## Data shown
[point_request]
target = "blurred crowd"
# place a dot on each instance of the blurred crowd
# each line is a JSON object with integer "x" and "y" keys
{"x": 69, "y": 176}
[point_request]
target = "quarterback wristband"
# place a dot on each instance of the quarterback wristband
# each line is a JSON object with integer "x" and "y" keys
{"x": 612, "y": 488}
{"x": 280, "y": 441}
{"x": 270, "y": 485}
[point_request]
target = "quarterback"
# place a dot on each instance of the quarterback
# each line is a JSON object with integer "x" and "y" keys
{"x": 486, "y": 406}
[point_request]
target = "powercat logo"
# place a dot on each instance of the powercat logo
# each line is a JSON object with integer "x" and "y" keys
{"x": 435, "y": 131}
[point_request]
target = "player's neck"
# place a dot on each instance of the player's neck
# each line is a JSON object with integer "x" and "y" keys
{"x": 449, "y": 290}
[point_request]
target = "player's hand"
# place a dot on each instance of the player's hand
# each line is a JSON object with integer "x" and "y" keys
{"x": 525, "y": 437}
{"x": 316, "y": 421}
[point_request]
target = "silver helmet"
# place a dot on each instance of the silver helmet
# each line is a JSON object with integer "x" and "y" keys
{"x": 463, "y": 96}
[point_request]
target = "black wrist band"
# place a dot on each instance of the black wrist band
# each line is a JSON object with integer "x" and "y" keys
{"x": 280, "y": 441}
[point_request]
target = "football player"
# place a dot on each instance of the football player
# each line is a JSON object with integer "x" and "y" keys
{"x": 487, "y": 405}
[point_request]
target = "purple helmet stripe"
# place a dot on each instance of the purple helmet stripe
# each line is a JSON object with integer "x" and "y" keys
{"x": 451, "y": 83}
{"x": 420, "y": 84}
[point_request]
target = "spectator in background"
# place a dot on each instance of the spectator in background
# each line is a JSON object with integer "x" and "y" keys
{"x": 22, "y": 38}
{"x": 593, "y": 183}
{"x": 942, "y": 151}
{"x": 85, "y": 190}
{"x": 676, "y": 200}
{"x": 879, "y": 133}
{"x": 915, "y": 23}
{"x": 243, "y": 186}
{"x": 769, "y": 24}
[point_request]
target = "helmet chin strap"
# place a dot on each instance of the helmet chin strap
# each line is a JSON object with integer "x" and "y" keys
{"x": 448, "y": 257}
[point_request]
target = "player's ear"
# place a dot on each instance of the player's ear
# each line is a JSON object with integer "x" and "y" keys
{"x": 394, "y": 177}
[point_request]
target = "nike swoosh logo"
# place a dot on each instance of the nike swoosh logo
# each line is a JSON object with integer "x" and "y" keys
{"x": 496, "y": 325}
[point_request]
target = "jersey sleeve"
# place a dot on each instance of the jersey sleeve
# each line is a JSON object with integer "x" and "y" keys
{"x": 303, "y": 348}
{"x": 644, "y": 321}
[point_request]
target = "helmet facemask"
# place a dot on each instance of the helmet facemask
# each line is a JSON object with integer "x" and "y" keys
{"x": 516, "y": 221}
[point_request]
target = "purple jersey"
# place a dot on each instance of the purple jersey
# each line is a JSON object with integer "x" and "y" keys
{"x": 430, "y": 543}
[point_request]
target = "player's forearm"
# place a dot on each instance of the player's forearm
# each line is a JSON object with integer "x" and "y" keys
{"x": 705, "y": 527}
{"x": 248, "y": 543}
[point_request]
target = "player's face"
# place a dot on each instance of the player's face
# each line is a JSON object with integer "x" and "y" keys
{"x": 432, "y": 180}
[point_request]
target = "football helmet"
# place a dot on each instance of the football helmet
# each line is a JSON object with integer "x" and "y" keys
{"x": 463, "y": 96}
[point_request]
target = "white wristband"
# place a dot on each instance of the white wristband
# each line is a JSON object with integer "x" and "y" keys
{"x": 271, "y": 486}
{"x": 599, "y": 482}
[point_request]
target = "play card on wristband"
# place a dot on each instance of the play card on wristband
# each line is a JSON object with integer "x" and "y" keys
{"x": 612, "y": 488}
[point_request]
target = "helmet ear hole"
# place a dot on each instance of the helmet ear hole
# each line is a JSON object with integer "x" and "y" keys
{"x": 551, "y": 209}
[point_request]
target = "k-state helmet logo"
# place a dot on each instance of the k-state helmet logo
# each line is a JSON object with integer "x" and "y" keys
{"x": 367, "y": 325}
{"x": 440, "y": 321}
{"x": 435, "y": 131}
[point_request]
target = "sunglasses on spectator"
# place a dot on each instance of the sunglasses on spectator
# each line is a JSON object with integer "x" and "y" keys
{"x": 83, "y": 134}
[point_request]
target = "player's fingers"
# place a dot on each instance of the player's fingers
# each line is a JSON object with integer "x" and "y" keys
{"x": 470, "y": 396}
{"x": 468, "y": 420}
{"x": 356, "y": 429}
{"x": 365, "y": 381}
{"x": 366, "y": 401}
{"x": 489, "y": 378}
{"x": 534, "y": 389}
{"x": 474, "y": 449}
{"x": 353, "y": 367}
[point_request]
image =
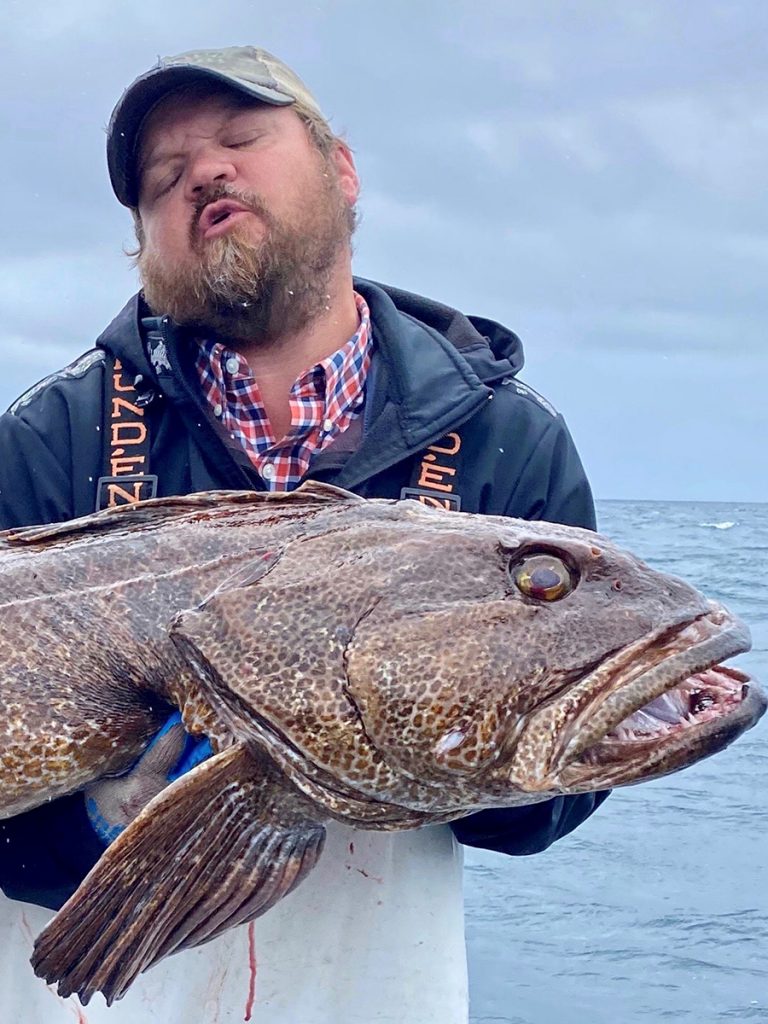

## Action item
In your answer, print the entries above exactly, with the pictures left out.

## Result for this task
[point_request]
target = "blurred crowd"
# place a dot on each instance of the blurred crowd
# each line is a JSON object with integer "x" and "y" keys
{"x": 69, "y": 176}
[point_request]
target = "quarterback wristband"
# place a dot on each instance of the quarterback wristband
# each line is a JSON object with integer "x" and "y" keys
{"x": 612, "y": 488}
{"x": 280, "y": 441}
{"x": 270, "y": 485}
[point_request]
target = "quarterback"
# place a dot on each instance of the quarterback
# each line is a JSON object with integer "x" and "y" keys
{"x": 486, "y": 406}
[point_request]
target = "powercat logo"
# place a dot on each instance of the powercat logo
# each line is a JSON object with integer "x" and "y" keys
{"x": 435, "y": 131}
[point_request]
target = "player's neck"
# place a dot on each instance of the player's neck
# each line is a JSON object with integer "x" and "y" keys
{"x": 449, "y": 290}
[point_request]
target = "player's hand"
# place a dot on each instance of the player's hand
# each line is a JSON object with integer "x" and "y" keys
{"x": 525, "y": 437}
{"x": 316, "y": 421}
[point_request]
target = "silver helmet"
# place a dot on each instance of the silver helmet
# each line is a JSON object with integer "x" and "y" keys
{"x": 463, "y": 96}
[point_request]
target = "black wrist band"
# place a dot on each instance of the black wrist band
# each line is a JSON object with integer "x" and "y" keys
{"x": 280, "y": 441}
[point_request]
target = "football player"
# place a dot on each instance of the football player
# each line is a JSON object with integer "x" and "y" keys
{"x": 487, "y": 405}
[point_request]
target = "purple helmet stripe"
# place a dot on each instance of the purple helmet stripe
# each line is a JSON object with integer "x" and "y" keys
{"x": 451, "y": 83}
{"x": 420, "y": 84}
[point_request]
target = "spectator in background"
# place a dot on each instance of the spectator in background
# each line is a JSON object with integer "x" and "y" keys
{"x": 22, "y": 38}
{"x": 593, "y": 183}
{"x": 942, "y": 151}
{"x": 85, "y": 190}
{"x": 676, "y": 200}
{"x": 879, "y": 133}
{"x": 915, "y": 23}
{"x": 243, "y": 186}
{"x": 769, "y": 24}
[point_request]
target = "helmet chin strap"
# place a dot on each instance of the helmet chin strap
# each line is a JSON object with integer "x" and "y" keys
{"x": 448, "y": 257}
[point_request]
target = "player's ear"
# place a dot on each instance of the player's ear
# each line is a JSON object with integer "x" and "y" keys
{"x": 394, "y": 177}
[point_request]
target = "nike swoosh logo"
# place a dot on each instance of the nike swoosh logo
# each line is a JSON object with integer "x" and "y" keys
{"x": 496, "y": 325}
[point_request]
target = "jersey sleeve"
# place a dot on each instance of the jersey sleeve
# each line is a JSON object with integer "x" and "y" keys
{"x": 303, "y": 348}
{"x": 644, "y": 321}
[point_request]
target = "helmet facemask"
# place a dot on each instance of the helmet facemask
# each line is a JSON object with integer "x" and "y" keys
{"x": 516, "y": 221}
[point_request]
target = "purple jersey"
# place a dot on each instance of the purple jersey
# each line is a JSON object with integer "x" and "y" keys
{"x": 430, "y": 543}
[point_request]
target = "player's forearm"
# place a dot on each instance of the player's forearm
# each line is a JSON object with integer "x" and "y" keys
{"x": 705, "y": 527}
{"x": 248, "y": 543}
[point_request]
target = "player's face"
# place a dot on each instance of the player's face
# each line is a JSON object with integer "x" and "y" keys
{"x": 432, "y": 180}
[point_request]
target = "football helmet"
# place a dot on each instance of the football helmet
# each line is a JSON object with integer "x" and "y" keys
{"x": 463, "y": 96}
[point_request]
target = "white wristband"
# place a dot on each instance of the white wristband
# each line is a JSON object with integer "x" and "y" keys
{"x": 271, "y": 486}
{"x": 599, "y": 482}
[point_request]
target = "play card on wristband"
# place a dot on each instance of the play card on wristband
# each line is a JSON object with integer "x" and "y" keys
{"x": 612, "y": 488}
[point_request]
target = "helmet ear hole"
# place a dot on each instance of the helmet ear hole
# each line is a JSON object with integer "x" and "y" keys
{"x": 551, "y": 209}
[point_request]
target = "k-state helmet logo"
# place a dot on each instance of the k-state helmet logo
# each line is a JSON object with integer "x" and "y" keys
{"x": 367, "y": 325}
{"x": 440, "y": 321}
{"x": 435, "y": 131}
[point_request]
target = "sunglasses on spectator"
# place a dot on each instance of the sunglasses on spectator
# each line is a JSON object with integer "x" and "y" keys
{"x": 83, "y": 134}
[point_request]
target = "player's fingers"
# place a dot on each instance of the player's fingers
# each line is a JSON object with integer "x" and "y" keys
{"x": 470, "y": 396}
{"x": 468, "y": 420}
{"x": 356, "y": 429}
{"x": 365, "y": 381}
{"x": 366, "y": 401}
{"x": 489, "y": 378}
{"x": 534, "y": 389}
{"x": 474, "y": 449}
{"x": 353, "y": 367}
[point_request]
image =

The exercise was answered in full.